→ PROBLEM
Every line from the one holding "wooden fence post" through the last line of the records must be retyped exactly, and no other line or picture may appear in the copy.

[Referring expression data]
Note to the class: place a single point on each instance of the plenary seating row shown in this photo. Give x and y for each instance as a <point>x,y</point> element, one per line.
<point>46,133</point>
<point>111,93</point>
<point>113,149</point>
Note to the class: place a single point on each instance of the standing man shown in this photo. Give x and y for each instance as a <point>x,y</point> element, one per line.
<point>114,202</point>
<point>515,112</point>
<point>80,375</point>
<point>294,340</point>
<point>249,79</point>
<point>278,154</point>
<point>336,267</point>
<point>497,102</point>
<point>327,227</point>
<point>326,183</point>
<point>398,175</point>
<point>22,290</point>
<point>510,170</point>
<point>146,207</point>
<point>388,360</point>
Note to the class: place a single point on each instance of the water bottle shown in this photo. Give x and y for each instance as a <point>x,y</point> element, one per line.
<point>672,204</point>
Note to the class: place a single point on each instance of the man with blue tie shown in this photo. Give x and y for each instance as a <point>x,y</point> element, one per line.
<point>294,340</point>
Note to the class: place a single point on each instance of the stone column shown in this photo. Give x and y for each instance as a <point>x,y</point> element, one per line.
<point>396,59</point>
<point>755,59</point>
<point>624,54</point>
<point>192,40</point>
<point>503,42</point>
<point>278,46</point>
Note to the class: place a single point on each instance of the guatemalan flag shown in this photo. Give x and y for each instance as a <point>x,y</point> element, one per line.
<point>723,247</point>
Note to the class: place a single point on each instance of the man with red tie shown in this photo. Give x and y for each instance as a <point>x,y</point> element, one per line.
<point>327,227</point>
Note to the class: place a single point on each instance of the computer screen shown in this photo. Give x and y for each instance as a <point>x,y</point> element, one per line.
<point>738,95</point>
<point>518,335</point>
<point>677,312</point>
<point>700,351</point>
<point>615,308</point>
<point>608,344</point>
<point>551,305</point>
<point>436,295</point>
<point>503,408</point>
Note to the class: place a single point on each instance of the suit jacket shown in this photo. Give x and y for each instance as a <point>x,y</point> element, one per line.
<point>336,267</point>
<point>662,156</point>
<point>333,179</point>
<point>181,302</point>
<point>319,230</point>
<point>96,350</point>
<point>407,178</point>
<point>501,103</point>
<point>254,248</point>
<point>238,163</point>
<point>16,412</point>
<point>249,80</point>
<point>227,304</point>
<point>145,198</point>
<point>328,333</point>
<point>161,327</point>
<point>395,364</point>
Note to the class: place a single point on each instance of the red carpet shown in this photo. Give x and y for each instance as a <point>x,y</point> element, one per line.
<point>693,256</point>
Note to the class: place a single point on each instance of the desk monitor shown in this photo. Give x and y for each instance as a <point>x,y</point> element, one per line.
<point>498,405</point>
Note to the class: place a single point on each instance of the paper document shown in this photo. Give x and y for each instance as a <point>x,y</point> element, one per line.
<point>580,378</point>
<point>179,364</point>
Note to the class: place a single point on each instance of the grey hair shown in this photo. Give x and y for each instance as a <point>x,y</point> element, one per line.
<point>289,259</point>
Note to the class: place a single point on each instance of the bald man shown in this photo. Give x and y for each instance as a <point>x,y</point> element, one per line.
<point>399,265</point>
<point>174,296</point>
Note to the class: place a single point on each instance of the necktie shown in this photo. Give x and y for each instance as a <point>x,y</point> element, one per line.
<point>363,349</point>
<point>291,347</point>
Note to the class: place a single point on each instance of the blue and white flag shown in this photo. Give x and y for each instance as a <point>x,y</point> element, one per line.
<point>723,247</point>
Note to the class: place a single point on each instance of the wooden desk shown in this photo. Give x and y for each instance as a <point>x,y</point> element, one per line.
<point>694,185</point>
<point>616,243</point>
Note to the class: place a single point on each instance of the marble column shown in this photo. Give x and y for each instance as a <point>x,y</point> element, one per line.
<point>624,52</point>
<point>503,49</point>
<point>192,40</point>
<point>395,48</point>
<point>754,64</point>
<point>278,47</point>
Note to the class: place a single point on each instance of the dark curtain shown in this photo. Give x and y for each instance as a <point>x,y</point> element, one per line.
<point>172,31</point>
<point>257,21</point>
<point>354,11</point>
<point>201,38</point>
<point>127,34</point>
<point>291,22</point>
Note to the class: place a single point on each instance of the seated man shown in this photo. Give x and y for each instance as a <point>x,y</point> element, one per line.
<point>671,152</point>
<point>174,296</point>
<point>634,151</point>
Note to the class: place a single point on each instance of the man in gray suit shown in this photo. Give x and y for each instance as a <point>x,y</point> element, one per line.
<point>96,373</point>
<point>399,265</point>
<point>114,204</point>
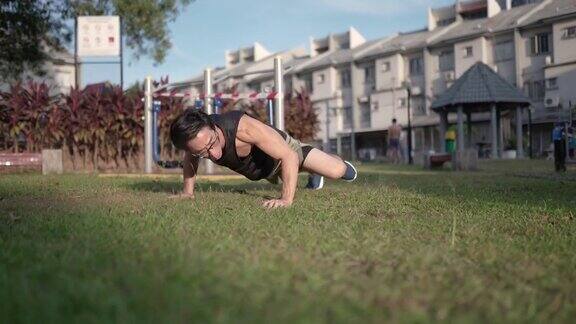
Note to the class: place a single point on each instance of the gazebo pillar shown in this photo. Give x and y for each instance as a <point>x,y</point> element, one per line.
<point>469,129</point>
<point>519,137</point>
<point>443,128</point>
<point>493,132</point>
<point>460,129</point>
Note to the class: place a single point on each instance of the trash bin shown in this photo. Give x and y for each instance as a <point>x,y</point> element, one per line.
<point>450,141</point>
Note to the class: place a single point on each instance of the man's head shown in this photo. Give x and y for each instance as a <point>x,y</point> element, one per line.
<point>194,132</point>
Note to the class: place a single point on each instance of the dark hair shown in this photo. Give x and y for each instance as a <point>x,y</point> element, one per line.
<point>187,125</point>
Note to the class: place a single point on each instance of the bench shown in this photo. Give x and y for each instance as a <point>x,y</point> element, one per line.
<point>49,160</point>
<point>436,160</point>
<point>20,159</point>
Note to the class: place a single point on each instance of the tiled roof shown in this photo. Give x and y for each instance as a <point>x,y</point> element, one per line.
<point>480,85</point>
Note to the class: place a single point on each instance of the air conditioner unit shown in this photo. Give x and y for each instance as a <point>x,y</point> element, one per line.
<point>551,101</point>
<point>449,76</point>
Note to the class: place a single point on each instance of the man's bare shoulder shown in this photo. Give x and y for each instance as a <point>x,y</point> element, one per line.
<point>249,129</point>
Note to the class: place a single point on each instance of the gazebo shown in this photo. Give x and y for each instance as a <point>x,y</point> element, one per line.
<point>478,90</point>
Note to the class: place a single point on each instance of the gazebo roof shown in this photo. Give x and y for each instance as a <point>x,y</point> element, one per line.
<point>478,87</point>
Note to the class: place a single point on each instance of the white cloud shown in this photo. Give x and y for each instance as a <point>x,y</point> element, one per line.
<point>381,7</point>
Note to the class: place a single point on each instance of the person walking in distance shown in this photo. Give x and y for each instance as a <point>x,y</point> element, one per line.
<point>394,132</point>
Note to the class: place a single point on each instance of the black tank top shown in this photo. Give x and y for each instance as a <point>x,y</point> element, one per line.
<point>257,165</point>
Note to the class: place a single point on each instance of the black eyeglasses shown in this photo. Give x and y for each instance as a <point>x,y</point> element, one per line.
<point>204,153</point>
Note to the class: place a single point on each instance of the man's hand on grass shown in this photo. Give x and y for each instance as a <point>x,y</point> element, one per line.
<point>275,203</point>
<point>182,195</point>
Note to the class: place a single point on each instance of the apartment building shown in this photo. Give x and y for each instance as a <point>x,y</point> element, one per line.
<point>359,86</point>
<point>60,73</point>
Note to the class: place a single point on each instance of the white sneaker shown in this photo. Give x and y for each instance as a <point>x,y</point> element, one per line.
<point>315,182</point>
<point>351,172</point>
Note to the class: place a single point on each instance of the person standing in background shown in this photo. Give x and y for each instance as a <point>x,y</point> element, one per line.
<point>394,132</point>
<point>559,138</point>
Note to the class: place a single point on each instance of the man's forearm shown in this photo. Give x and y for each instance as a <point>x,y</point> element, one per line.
<point>189,173</point>
<point>289,177</point>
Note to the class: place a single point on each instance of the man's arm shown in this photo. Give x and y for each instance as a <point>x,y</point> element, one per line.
<point>268,140</point>
<point>189,168</point>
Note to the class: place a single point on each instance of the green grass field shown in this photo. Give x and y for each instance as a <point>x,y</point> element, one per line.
<point>398,245</point>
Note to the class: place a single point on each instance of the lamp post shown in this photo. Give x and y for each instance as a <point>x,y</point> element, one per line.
<point>408,87</point>
<point>531,152</point>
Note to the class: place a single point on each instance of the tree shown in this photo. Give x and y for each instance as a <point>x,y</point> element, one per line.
<point>28,28</point>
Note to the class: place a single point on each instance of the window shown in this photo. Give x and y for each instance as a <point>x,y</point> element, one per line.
<point>416,66</point>
<point>504,51</point>
<point>446,61</point>
<point>345,79</point>
<point>288,85</point>
<point>402,103</point>
<point>365,115</point>
<point>369,75</point>
<point>385,66</point>
<point>540,44</point>
<point>347,122</point>
<point>308,84</point>
<point>552,84</point>
<point>445,22</point>
<point>534,90</point>
<point>569,32</point>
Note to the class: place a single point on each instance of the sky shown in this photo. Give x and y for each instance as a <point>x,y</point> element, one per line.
<point>205,29</point>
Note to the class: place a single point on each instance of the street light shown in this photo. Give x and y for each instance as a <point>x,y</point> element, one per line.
<point>531,152</point>
<point>408,87</point>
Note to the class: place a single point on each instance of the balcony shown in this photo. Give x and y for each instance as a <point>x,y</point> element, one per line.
<point>471,6</point>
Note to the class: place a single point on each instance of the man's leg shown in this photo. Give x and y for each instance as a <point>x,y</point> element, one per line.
<point>324,164</point>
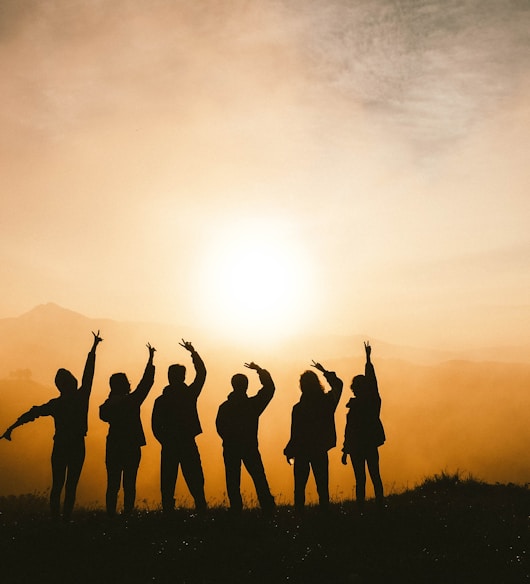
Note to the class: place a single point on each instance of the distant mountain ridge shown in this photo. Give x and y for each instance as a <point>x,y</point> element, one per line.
<point>53,325</point>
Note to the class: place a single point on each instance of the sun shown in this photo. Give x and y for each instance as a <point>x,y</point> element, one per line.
<point>256,281</point>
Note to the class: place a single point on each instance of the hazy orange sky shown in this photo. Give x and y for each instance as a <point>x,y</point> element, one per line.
<point>351,166</point>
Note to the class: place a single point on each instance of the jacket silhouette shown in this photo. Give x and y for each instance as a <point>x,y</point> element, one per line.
<point>364,431</point>
<point>126,435</point>
<point>70,413</point>
<point>313,434</point>
<point>175,423</point>
<point>237,424</point>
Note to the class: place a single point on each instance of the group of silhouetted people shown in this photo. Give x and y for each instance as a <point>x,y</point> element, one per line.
<point>175,424</point>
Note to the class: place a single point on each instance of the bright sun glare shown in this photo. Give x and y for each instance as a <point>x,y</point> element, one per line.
<point>256,281</point>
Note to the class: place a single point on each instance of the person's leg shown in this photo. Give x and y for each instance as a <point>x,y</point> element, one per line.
<point>75,465</point>
<point>372,460</point>
<point>232,460</point>
<point>320,465</point>
<point>301,474</point>
<point>193,475</point>
<point>359,469</point>
<point>254,466</point>
<point>130,472</point>
<point>59,462</point>
<point>169,465</point>
<point>114,466</point>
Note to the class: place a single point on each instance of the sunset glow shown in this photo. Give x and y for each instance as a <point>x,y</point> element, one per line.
<point>255,281</point>
<point>275,181</point>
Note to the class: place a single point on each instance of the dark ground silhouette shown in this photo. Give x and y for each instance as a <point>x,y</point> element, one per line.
<point>447,530</point>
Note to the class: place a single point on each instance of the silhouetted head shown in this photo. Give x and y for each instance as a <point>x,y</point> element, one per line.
<point>176,374</point>
<point>65,381</point>
<point>310,384</point>
<point>240,383</point>
<point>119,384</point>
<point>358,385</point>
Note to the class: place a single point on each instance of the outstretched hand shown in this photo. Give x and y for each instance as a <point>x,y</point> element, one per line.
<point>253,365</point>
<point>6,435</point>
<point>187,345</point>
<point>318,366</point>
<point>97,339</point>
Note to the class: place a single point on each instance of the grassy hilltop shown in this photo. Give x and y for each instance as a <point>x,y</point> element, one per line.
<point>449,529</point>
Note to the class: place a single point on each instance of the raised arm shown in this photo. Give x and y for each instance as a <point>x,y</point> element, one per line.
<point>146,383</point>
<point>369,371</point>
<point>264,395</point>
<point>88,373</point>
<point>200,368</point>
<point>32,414</point>
<point>334,382</point>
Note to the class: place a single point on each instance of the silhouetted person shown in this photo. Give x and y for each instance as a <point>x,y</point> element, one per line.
<point>69,412</point>
<point>313,434</point>
<point>237,424</point>
<point>175,424</point>
<point>364,431</point>
<point>126,435</point>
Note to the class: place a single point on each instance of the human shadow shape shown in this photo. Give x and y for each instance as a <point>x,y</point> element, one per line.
<point>175,424</point>
<point>237,424</point>
<point>126,435</point>
<point>70,413</point>
<point>313,434</point>
<point>364,432</point>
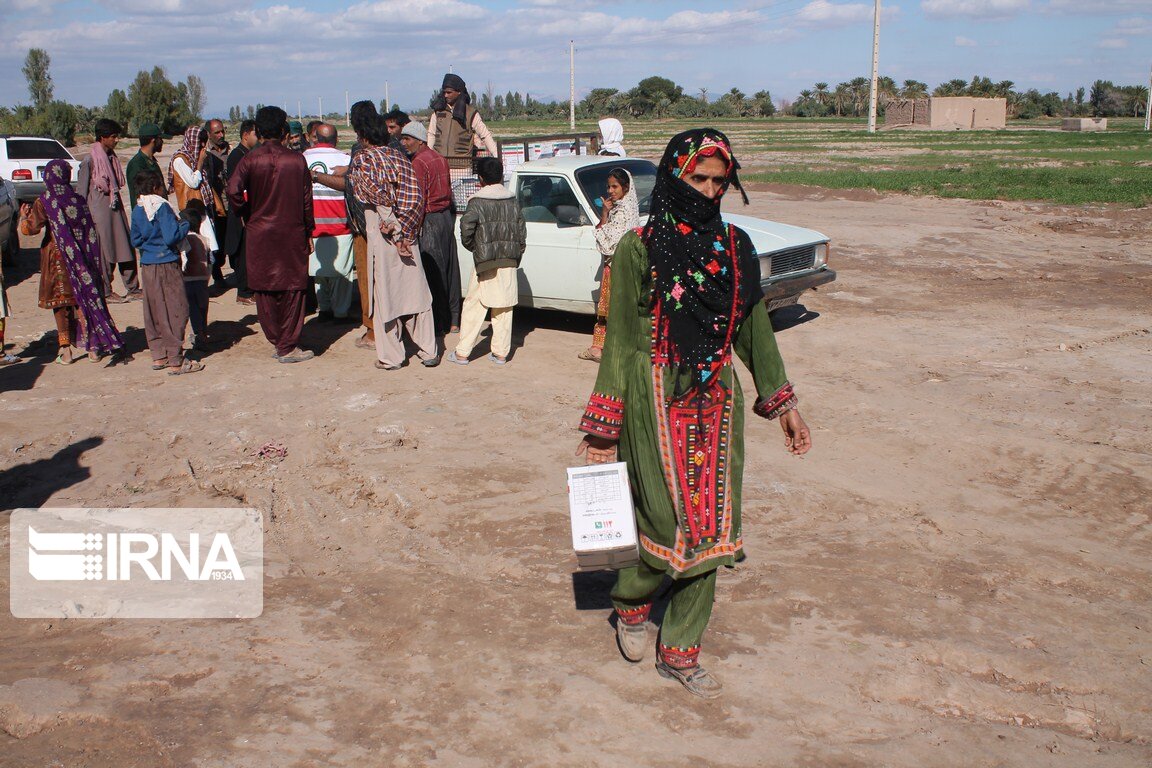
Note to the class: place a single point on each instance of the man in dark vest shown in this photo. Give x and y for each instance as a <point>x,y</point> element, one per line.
<point>273,192</point>
<point>234,235</point>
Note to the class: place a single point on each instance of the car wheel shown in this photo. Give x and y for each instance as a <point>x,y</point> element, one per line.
<point>12,248</point>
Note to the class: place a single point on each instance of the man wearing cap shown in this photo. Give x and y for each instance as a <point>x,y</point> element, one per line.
<point>395,122</point>
<point>437,240</point>
<point>151,143</point>
<point>234,235</point>
<point>215,161</point>
<point>331,263</point>
<point>296,141</point>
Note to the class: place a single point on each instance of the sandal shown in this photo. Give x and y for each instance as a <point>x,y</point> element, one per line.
<point>187,366</point>
<point>633,640</point>
<point>586,355</point>
<point>696,679</point>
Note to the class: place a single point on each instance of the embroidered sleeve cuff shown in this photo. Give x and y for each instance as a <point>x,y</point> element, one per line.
<point>781,402</point>
<point>604,416</point>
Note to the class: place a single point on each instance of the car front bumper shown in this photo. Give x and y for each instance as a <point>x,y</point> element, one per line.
<point>794,286</point>
<point>28,190</point>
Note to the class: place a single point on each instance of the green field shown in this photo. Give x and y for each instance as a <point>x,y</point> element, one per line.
<point>1031,160</point>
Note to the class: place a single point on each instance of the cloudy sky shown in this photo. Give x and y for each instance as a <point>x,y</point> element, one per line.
<point>289,51</point>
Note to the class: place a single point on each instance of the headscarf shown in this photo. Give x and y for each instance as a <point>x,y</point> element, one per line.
<point>460,108</point>
<point>623,218</point>
<point>190,151</point>
<point>106,175</point>
<point>613,134</point>
<point>705,272</point>
<point>74,233</point>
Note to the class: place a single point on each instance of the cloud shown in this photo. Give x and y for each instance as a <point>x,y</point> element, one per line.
<point>1097,7</point>
<point>172,7</point>
<point>1137,27</point>
<point>974,8</point>
<point>840,14</point>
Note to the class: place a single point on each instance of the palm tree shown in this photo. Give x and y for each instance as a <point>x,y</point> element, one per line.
<point>859,89</point>
<point>840,98</point>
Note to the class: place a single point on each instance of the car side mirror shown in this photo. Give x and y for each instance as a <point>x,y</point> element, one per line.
<point>570,215</point>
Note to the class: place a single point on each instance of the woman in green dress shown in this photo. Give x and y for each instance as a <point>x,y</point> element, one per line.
<point>686,295</point>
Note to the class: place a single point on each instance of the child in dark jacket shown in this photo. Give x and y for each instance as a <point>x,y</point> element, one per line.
<point>493,229</point>
<point>156,234</point>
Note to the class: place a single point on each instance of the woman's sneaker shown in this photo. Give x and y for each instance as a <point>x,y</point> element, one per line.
<point>696,679</point>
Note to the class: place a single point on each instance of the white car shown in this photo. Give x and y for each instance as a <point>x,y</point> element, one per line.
<point>561,264</point>
<point>23,159</point>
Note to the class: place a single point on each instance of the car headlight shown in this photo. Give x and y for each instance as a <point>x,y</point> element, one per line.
<point>823,251</point>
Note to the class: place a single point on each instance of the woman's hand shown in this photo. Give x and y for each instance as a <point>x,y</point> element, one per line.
<point>797,438</point>
<point>600,450</point>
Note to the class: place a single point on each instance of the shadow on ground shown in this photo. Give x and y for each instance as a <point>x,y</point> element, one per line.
<point>35,483</point>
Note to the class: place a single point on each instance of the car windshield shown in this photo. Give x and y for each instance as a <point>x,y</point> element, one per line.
<point>593,181</point>
<point>36,149</point>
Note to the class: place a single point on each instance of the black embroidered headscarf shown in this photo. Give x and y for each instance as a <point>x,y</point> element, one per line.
<point>460,108</point>
<point>705,273</point>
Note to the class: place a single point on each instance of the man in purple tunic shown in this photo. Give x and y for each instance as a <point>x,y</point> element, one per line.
<point>272,189</point>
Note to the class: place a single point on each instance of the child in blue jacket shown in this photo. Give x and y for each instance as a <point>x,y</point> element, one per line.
<point>157,233</point>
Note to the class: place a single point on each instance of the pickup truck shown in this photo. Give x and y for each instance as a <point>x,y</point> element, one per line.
<point>561,264</point>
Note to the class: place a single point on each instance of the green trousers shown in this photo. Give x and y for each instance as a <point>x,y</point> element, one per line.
<point>687,616</point>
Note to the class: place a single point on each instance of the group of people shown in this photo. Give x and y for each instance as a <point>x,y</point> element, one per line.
<point>293,213</point>
<point>680,298</point>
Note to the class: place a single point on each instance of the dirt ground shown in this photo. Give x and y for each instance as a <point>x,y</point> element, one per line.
<point>957,575</point>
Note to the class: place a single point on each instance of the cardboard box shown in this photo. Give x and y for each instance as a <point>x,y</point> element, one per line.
<point>603,518</point>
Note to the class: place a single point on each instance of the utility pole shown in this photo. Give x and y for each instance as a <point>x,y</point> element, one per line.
<point>876,69</point>
<point>1147,105</point>
<point>571,85</point>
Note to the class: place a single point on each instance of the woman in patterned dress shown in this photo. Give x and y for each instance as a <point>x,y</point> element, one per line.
<point>70,267</point>
<point>686,295</point>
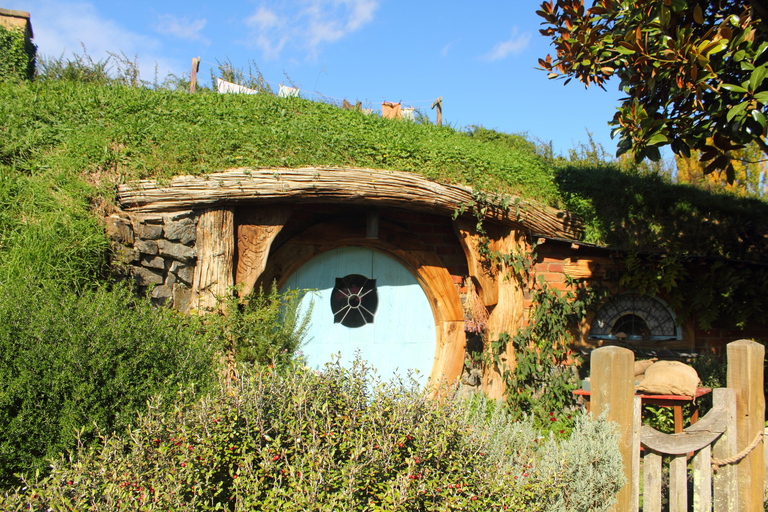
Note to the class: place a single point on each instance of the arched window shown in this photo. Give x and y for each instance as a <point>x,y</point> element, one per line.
<point>634,317</point>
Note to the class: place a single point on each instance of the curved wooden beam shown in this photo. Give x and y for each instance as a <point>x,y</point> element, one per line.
<point>336,185</point>
<point>692,439</point>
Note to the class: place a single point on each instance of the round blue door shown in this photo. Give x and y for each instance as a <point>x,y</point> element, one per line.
<point>367,301</point>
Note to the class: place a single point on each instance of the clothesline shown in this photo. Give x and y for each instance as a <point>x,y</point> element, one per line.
<point>315,93</point>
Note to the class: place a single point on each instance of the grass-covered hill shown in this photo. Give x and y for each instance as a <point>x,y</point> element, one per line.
<point>76,348</point>
<point>74,141</point>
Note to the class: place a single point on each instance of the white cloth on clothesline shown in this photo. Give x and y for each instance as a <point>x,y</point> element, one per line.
<point>225,87</point>
<point>287,92</point>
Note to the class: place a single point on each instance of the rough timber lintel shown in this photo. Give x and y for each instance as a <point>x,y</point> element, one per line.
<point>334,185</point>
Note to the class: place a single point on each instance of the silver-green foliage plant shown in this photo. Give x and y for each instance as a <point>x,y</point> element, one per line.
<point>336,439</point>
<point>585,470</point>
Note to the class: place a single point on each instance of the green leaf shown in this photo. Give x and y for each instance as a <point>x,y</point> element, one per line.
<point>733,88</point>
<point>762,97</point>
<point>657,139</point>
<point>756,78</point>
<point>734,111</point>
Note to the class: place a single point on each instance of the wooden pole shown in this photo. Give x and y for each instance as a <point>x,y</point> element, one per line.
<point>214,272</point>
<point>725,485</point>
<point>745,375</point>
<point>439,104</point>
<point>613,391</point>
<point>193,74</point>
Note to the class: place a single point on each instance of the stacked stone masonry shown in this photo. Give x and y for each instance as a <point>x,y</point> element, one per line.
<point>159,251</point>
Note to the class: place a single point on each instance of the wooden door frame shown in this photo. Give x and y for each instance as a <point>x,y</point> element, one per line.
<point>426,266</point>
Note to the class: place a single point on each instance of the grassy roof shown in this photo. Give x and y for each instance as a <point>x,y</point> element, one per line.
<point>60,139</point>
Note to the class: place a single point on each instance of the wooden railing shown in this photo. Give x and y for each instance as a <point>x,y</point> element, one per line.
<point>722,453</point>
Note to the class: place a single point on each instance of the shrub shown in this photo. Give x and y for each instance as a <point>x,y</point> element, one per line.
<point>265,328</point>
<point>330,440</point>
<point>77,362</point>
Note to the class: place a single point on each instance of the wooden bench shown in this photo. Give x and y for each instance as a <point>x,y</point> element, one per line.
<point>676,402</point>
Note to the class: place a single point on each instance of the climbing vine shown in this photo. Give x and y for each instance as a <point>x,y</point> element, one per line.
<point>544,375</point>
<point>17,55</point>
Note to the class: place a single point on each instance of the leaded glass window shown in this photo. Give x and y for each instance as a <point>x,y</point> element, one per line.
<point>638,317</point>
<point>354,300</point>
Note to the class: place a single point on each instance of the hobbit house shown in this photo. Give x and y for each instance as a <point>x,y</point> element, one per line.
<point>392,263</point>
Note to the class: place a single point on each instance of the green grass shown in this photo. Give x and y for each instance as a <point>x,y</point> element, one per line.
<point>140,133</point>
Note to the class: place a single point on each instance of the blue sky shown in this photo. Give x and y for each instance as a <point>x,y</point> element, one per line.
<point>479,56</point>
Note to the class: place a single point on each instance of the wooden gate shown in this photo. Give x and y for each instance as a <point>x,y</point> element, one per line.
<point>720,458</point>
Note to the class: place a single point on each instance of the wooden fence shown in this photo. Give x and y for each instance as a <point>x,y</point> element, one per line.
<point>725,447</point>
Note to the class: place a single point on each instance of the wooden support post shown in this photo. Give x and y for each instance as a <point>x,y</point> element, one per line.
<point>480,270</point>
<point>702,480</point>
<point>439,104</point>
<point>507,315</point>
<point>678,483</point>
<point>193,74</point>
<point>745,375</point>
<point>613,391</point>
<point>637,423</point>
<point>215,244</point>
<point>725,484</point>
<point>256,230</point>
<point>651,482</point>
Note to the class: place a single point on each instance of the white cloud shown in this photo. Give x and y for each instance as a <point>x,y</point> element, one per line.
<point>307,25</point>
<point>61,27</point>
<point>183,28</point>
<point>446,49</point>
<point>514,45</point>
<point>265,19</point>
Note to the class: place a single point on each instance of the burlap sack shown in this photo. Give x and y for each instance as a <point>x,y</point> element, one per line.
<point>641,366</point>
<point>669,378</point>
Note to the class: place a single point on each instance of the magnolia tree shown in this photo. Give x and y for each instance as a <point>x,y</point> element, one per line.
<point>694,71</point>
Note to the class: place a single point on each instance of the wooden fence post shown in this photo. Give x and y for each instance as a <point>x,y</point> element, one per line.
<point>725,485</point>
<point>612,379</point>
<point>745,375</point>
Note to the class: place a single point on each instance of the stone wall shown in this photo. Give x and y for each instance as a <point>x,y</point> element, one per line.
<point>159,253</point>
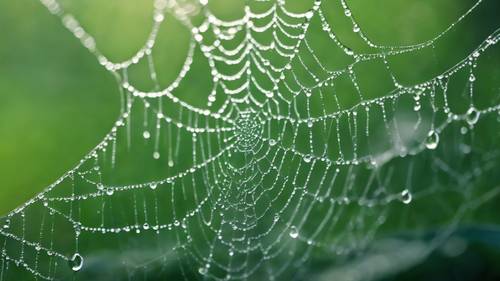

→ OUTPUT FOR THIS TASK
Note to the class: place a single point on each instance of the wooden fence post shown in this photo. Give x and y for each instance as a <point>x,y</point> element, one per line.
<point>725,485</point>
<point>612,379</point>
<point>745,375</point>
Note to the class: place a single point on each instance of the stone wall shown in this photo. Give x and y for each instance as a <point>x,y</point> element, one per line.
<point>159,253</point>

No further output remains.